▸ Exercise details: Could the data below be copied out in full, word for word?

Referring expression pointing data:
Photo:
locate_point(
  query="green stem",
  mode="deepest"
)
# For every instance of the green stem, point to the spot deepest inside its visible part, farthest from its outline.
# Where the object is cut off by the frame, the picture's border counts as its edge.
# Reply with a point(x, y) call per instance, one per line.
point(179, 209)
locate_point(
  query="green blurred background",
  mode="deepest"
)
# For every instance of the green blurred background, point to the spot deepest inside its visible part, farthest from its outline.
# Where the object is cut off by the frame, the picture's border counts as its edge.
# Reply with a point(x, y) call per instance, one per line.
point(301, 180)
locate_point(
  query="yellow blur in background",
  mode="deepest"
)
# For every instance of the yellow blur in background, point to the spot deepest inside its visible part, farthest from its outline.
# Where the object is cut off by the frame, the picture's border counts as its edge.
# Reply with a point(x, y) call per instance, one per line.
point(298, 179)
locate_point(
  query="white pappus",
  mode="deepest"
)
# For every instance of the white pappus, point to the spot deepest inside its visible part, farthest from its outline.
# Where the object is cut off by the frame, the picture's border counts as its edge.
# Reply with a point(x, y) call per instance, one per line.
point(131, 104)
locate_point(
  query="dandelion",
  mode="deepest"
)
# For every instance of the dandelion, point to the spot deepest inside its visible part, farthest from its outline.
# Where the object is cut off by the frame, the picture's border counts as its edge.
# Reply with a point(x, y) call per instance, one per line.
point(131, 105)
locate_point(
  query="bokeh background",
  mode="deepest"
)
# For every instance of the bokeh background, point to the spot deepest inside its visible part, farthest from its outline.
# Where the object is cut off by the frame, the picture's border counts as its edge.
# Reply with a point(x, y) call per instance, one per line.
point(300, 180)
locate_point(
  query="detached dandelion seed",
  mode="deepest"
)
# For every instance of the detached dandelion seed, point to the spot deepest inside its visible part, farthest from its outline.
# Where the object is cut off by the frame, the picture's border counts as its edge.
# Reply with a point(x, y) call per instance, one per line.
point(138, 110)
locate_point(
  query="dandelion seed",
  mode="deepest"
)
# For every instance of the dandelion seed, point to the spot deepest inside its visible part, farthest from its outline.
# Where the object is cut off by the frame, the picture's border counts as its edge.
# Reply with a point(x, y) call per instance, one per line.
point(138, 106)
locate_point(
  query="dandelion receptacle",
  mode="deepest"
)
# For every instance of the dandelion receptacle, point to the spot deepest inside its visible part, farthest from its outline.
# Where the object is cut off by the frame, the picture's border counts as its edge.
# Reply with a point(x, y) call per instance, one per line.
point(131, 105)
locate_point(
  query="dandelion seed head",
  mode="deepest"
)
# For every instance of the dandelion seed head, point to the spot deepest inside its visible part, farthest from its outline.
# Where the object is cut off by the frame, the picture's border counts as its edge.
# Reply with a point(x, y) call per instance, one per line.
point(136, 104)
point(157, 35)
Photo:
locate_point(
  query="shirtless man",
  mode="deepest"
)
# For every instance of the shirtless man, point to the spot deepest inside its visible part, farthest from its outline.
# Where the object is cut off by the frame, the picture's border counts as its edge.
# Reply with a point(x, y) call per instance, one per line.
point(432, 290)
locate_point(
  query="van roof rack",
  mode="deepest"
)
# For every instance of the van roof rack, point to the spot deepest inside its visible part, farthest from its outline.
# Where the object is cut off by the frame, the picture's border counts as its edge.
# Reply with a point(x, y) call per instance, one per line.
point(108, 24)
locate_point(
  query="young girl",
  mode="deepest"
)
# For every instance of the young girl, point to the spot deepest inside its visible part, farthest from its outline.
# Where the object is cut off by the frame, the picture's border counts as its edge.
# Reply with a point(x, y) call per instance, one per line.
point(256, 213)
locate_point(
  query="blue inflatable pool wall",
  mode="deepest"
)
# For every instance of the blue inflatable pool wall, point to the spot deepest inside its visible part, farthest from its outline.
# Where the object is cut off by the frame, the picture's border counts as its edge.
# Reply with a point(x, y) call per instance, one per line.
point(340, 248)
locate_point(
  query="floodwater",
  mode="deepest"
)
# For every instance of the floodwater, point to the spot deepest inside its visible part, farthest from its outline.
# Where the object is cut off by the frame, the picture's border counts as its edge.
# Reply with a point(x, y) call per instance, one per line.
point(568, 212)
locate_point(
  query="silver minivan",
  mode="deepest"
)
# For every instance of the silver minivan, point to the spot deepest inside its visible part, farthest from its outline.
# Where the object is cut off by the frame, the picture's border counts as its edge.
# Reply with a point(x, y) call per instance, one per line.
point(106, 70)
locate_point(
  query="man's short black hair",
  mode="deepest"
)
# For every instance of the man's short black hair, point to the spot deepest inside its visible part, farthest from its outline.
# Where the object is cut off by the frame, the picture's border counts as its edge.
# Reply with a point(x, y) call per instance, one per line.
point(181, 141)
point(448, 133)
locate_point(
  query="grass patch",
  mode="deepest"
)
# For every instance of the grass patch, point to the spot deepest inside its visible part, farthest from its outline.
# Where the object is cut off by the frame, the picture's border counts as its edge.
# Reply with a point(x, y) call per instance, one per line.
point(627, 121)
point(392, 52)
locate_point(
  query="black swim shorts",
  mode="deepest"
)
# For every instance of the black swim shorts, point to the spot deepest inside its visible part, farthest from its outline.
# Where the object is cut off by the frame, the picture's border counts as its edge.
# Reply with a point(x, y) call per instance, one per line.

▸ Your solution:
Photo:
locate_point(
  query="green stem",
  mode="deepest"
)
# For every instance of the green stem, point to the spot deepest inside its visible part, farthest from its outline.
# Where the object is cut off by the frame, the picture's border counts as its edge.
# Reply with a point(x, y) call per instance, one per line.
point(179, 209)
locate_point(
  query="green blurred background",
  mode="deepest"
)
# For every instance of the green blurred background, point to the spot deepest inside its visible part, farthest from its outline.
# Where the object is cut off by the frame, the picture's border counts as its edge.
# Reply with a point(x, y) call per instance, one per line.
point(301, 180)
locate_point(
  query="yellow blur in background",
  mode="deepest"
)
# For every instance of the yellow blur in background, point to the spot deepest inside its visible part, farthest from its outline.
# Where the object is cut off by the frame, the picture's border counts as its edge.
# Reply with a point(x, y) call per instance, one per line.
point(298, 179)
locate_point(
  query="white pappus",
  mode="deepest"
)
# For every instance of the white pappus, point to the spot deepest inside its visible part, farthest from its outline.
# Where the object is cut off by the frame, the picture's border counts as its edge.
# Reply with a point(x, y) call per instance, one per line.
point(131, 104)
locate_point(
  query="dandelion",
  mode="deepest"
)
# For every instance of the dandelion, point to the spot deepest inside its visible part, farthest from its outline.
# Where the object is cut off by the frame, the picture's border counts as its edge.
# Reply with a point(x, y) call per instance, one per line.
point(131, 105)
locate_point(
  query="bokeh background",
  mode="deepest"
)
# For every instance of the bokeh background, point to the spot deepest inside its visible part, farthest from its outline.
# Where the object is cut off by the frame, the picture's border counts as its edge.
# Reply with a point(x, y) call per instance, one per line.
point(300, 180)
locate_point(
  query="detached dandelion seed",
  mode="deepest"
)
# For every instance of the detached dandelion seed, point to the spot deepest inside its visible part, farthest from its outline.
# Where the object is cut off by the frame, the picture's border counts as its edge.
# Reply with a point(x, y) call per instance, one per line.
point(138, 110)
locate_point(
  query="dandelion seed",
  mode="deepest"
)
# For every instance of the dandelion seed, point to the spot deepest inside its visible part, farthest from its outline.
# Where the object is cut off by the frame, the picture's border counts as its edge.
# Reply with a point(x, y) call per instance, one per line.
point(138, 106)
locate_point(
  query="dandelion receptacle",
  mode="deepest"
)
# For every instance of the dandelion receptacle, point to the spot deepest inside its visible part, farthest from its outline.
# Where the object is cut off by the frame, the picture's border counts as its edge.
# Reply with a point(x, y) call per instance, one per line.
point(131, 105)
locate_point(
  query="dandelion seed head",
  mode="deepest"
)
# For every instance of the dandelion seed head, point to the spot deepest inside its visible part, farthest from its outline.
# Where the object is cut off by the frame, the picture's border counts as its edge.
# Reply with a point(x, y) call per instance, one per line.
point(136, 104)
point(157, 35)
Photo:
locate_point(
  query="shirtless man",
  mode="deepest"
)
# For every instance of the shirtless man, point to the spot deepest inside its visible part, farthest from its outline.
# Where the object is cut off by the frame, the picture's border counts as its edge.
# Reply with a point(x, y) call per instance, one per line.
point(432, 290)
locate_point(
  query="van roof rack",
  mode="deepest"
)
# For every instance of the van roof rack, point to the spot deepest inside its visible part, farthest from its outline.
# Where the object is cut off by the frame, the picture's border counts as its edge.
# Reply with a point(x, y) call per instance, one per line.
point(108, 24)
locate_point(
  query="young girl",
  mode="deepest"
)
# For every instance of the young girl, point to the spot deepest inside its visible part, farthest from its outline.
# Where the object is cut off by the frame, the picture's border counts as its edge.
# Reply with a point(x, y) call per instance, one per line.
point(256, 213)
locate_point(
  query="blue inflatable pool wall",
  mode="deepest"
)
# For every instance of the blue inflatable pool wall, point to the spot deepest inside its visible part, farthest from its outline.
# Where the object is cut off by the frame, the picture's border counts as its edge.
# Reply with a point(x, y) call per instance, one per line.
point(340, 248)
locate_point(
  query="floodwater",
  mode="deepest"
)
# For every instance of the floodwater, point to the spot deepest inside its visible part, farthest from its outline.
# Where the object is cut off by the frame, the picture's border counts as its edge.
# Reply with a point(x, y) call per instance, one per line.
point(568, 212)
locate_point(
  query="silver minivan",
  mode="deepest"
)
# For every instance of the silver minivan, point to the spot deepest inside its visible part, farthest from its outline.
# Where the object is cut off by the frame, the picture's border counts as its edge.
# Reply with a point(x, y) call per instance, one per line.
point(106, 70)
locate_point(
  query="man's short black hair",
  mode="deepest"
)
# For every instance of the man's short black hair, point to the spot deepest inside its visible part, farthest from its outline.
# Where the object is cut off by the frame, the picture's border counts as its edge.
# Reply with a point(x, y) call per instance, one per line.
point(181, 141)
point(448, 133)
locate_point(
  query="grass patch",
  mode="deepest"
)
# For every instance of the grass patch, point to the spot deepest inside its visible part, farthest from its outline.
# Where the object is cut off by the frame, the picture's border counts as its edge.
# Reply with a point(x, y) call per instance, one per line.
point(627, 121)
point(392, 52)
locate_point(
  query="black swim shorts",
  mode="deepest"
)
# For every instance of the black swim shorts, point to the spot deepest inside its visible part, farthest from its outline.
# Where the object is cut off by the frame, the picture's border counts as its edge.
# Reply with a point(x, y) call per instance, one per line.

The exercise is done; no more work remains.